*DESCRIPTION OF THE TASK*: Transcribe the lines below verbatim, skipping the images.

*RECORDS SUPPLIED*:
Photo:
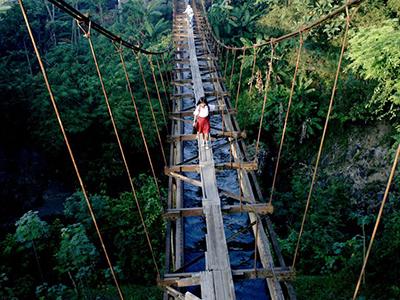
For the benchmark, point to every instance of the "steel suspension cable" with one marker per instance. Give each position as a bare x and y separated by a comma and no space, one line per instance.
266,89
163,84
123,64
378,219
150,60
166,71
323,136
151,106
287,116
253,68
70,152
87,35
81,17
240,78
226,62
232,68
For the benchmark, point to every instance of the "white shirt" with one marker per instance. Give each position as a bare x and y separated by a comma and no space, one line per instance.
203,112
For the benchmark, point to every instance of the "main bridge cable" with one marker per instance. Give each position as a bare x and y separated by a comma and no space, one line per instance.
287,115
150,60
71,154
138,60
163,84
120,50
323,135
333,14
266,89
80,17
378,219
88,37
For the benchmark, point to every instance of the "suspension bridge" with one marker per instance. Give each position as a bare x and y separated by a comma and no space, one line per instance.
208,186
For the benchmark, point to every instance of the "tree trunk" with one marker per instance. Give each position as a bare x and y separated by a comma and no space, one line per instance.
28,59
73,283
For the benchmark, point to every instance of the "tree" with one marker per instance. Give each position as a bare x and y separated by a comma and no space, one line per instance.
77,255
31,228
374,52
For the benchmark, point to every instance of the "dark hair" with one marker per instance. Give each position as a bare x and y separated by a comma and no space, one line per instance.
202,100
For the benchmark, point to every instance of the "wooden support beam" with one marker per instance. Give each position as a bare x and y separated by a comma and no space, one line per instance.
190,279
186,81
259,208
207,94
248,166
185,178
237,197
188,113
219,134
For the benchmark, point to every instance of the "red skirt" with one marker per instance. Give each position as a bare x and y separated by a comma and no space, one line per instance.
203,125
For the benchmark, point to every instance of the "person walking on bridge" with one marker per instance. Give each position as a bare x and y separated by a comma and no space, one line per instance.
202,120
189,12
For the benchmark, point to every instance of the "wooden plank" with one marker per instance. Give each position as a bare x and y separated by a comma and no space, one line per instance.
259,208
218,134
278,272
207,94
220,166
185,179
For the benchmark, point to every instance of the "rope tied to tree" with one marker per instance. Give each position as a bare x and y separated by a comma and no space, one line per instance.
128,82
70,152
323,136
122,151
137,56
301,41
378,219
266,89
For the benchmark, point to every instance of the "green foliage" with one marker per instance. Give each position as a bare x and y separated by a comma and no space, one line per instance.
30,228
375,55
76,254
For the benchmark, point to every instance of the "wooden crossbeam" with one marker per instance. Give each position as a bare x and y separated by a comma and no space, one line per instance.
229,194
207,94
248,166
183,69
219,134
187,113
259,208
185,179
209,79
191,279
187,61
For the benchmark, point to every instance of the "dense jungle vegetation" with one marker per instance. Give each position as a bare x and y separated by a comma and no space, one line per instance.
363,133
49,249
48,245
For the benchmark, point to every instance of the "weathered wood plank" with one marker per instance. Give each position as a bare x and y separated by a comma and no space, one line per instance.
259,208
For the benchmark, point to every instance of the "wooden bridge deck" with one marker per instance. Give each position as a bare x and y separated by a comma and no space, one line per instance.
194,55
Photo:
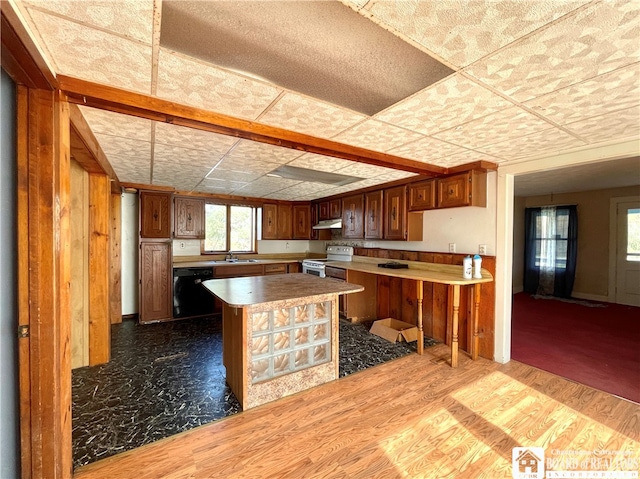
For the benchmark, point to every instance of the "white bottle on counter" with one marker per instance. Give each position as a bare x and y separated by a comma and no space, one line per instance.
477,266
466,267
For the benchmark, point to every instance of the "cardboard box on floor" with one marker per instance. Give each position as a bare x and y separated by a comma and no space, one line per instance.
394,330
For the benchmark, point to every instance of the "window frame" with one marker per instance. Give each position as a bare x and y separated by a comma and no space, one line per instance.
229,205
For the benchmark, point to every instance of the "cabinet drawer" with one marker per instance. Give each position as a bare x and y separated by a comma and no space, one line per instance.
337,273
275,268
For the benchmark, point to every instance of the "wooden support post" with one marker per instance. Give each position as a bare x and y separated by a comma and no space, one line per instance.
99,253
44,270
420,286
454,325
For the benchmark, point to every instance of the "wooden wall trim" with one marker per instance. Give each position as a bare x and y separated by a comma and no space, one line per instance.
44,186
99,255
154,108
20,56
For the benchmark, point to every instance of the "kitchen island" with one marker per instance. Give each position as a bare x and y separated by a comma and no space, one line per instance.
448,274
279,333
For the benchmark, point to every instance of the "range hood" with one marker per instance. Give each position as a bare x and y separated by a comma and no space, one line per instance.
328,224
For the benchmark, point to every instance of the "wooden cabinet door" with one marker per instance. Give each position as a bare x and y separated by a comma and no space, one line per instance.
269,221
422,195
335,209
454,191
352,217
323,210
155,214
156,281
395,211
301,221
373,215
285,222
189,216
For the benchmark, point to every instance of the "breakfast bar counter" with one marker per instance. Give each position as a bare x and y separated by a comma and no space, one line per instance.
279,333
421,272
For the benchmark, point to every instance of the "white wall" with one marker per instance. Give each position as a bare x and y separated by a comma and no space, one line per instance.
129,253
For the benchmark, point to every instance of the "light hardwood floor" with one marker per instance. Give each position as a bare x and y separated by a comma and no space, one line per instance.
414,417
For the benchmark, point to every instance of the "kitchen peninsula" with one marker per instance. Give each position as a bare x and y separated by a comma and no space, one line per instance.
279,333
421,272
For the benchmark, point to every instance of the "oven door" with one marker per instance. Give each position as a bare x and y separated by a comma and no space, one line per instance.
317,271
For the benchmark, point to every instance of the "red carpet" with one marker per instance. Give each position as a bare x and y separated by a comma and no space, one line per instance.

*TASK RESULT*:
Photo:
For the benchmark, point to every instance of the "steel suspension cable" with one marker per instance. Give each position as a bare x and y separated by a comma and no space, one line per instance.
266,89
163,84
123,64
378,219
150,60
166,71
323,136
151,106
287,116
253,68
70,152
87,35
81,17
240,78
226,62
232,68
For the benchmark, point to every instance of the "white shirt" with one marker per instance. Give each position as a bare x and y separated by a comma and no space, one line per instance.
203,112
For the benchmark, point to every instance of the "main bridge cable" with one marker per instance. Give each position as a bare x and y separated by a comma and no space, one line per instance.
287,115
150,60
71,154
138,60
163,84
120,50
323,135
333,14
266,89
80,17
378,219
88,37
For the benchmark, point to every instance of the "suspension bridge" with one marker per instance. Give each position as a bare x and y separated by a comma and no space, one line per instance.
208,186
For the benchmark, point to every instance of the "tree trunk" with one marker per instance. Give each position as a bare x and y separated by a comma and no space, one line per instance.
28,59
73,283
For the benchmark, point to every instance of the "tree" with one marker per instance. Give each position as a bare x and y separated by a comma and no space, one line per instance.
77,255
31,228
374,52
For the benchmark, point to every instance of the "dark hair" with one marker per instance. Give each position as a bare x and y separated by a comma and no space, one line per instance.
202,100
For the benchmark, point to every instance of the "wooden support beam" with one marker per instance. Give each position as a bare x and y separated by a comma and no space, one line per instance.
190,279
186,81
259,208
207,94
248,166
185,178
237,197
188,113
219,134
For the benchmark, point to every instance of the "red skirt" with one marker per instance. Give each position as a bare x and y separated by a comma and no space, one line per instance.
203,125
For the benchmark, point to every instance of the "person walking on bridge" with one marker per instance. Give each position as a bare x and y separated by a comma and no space, one line per instance.
202,120
189,12
For the benchmark, point to every instance of the "wooden plank" with one marker per instance. Give each position as a bare x and y separated by a comma and no space, one line per instance.
259,208
218,134
278,272
207,94
220,166
185,179
For the benchmark, point to every instance of the "rope tied to tree" with one marker per instance. Give each position as a bare x and y separated by a comma and no space, one line per instance.
128,82
70,152
323,136
122,151
137,56
301,41
378,219
266,89
For the benchmark, point to every instance of the "green foliage" with one marker per instance. Give each position as a bare x and y separated by a comma and no space, one line per instance.
30,228
375,55
76,254
For the benchmark, point to every instance of the "wooden crossbeam" with one marker per instance. Give each position as a bare x and y separated by a comma and no space, one line per instance.
229,194
207,94
248,166
183,69
219,134
187,113
259,208
185,179
209,79
191,279
187,61
For the benchmark, point to every instance of the "dense jungle vegetation" with one marker per instance. Give each position as a bare x and y separated by a comma and no space, one line per instance.
363,133
49,249
48,245
For the benchmark, point to every instance of the "weathered wood plank" with one marker per instance. Give each position as a bare x and y separated by a comma and no space, one line per instance.
259,208
For the benchmark, point to every instance of the "wooden bridge deck" with one marker per instance. Give each position as a bare x and y separated by a comma and no space, one line per instance.
194,55
Photo:
For the benchmark, point to every instance of the "white bottle on counter" with one marker per instance. Give each position as a bare x and y separated by a comma and no space, one line per instance.
477,266
466,267
For the benchmark, point to every instance of the "cardboard box on floor" with one marker per instance. Give each position as a bare x and y separated by a comma and no space, one line per instance.
394,330
For the benchmark, point to every instance of the "window frame" with one marker per instance. Give each position as a bare x and y separated by a comma and no space, one line per instance.
229,205
For the benchmark, point to every instance of the "cabinet drawer" with one marker per instance. Give each position as a bare x and y separated by a comma and no space, one line per instance.
337,273
275,268
For the benchmark, point to every instance of the "wooden support post" with one marker per instance. Give each position as a bare x and y separated by a comma and no space, one line per instance.
99,253
44,270
420,286
454,325
For the benchmark, point to every instance of the "wooden wall trim" with one marker per instance. Give each position as a bare x and y separated by a comma and no space, one line per instance.
44,186
99,255
154,108
20,56
For the benchmark, point to every instance of the "kitchen island" with one marker per instance. Give each position as a bare x and y separated by a comma and no space, one line per instance.
448,274
279,333
For the benchmark, point to every instance of the "range hood" with one marker per instance. Give each position as a bare x and y separated by a comma and no space, one line per instance.
328,224
For the benchmark, point to every instance of the "wooden cabinet door" with one marker per instance. Give each position as a bare x and y separated by a comma and no space, one line per instance.
269,221
422,195
335,209
454,191
352,217
323,210
155,214
156,281
395,211
301,221
373,215
285,222
189,216
For the benchmark, point to every instance of the "breakfast bar counter" with one marker per instance. Give each position as a bare x and y separated by a comma and no space, one line per instance.
279,333
421,272
For the benchmark, point to every instance of the "white wall" with one marker per instance. Give each position as a bare x and y separated by a comma and no space, one line per instance.
129,253
For the benchmark, point to every instance of the "light hardwood floor" with one marker per instance. Give each position as a bare x and y separated by a comma and no space, one line per instance.
414,417
For the benchmark, point to every instance of the "kitchen peninsula" with one marker per instance. Give each position as a bare x and y separated by a comma and no space, one line per instance.
279,333
421,272
For the benchmark, point to every instance of the "oven door" with one marker per instance. Give each position as a bare x and y separated by a comma and no space, one line per instance.
317,271
For the benchmark, point to every instance of the "red carpet" with one marker per instance. Give each position as a bare x and y separated by a comma and no space, one line per instance.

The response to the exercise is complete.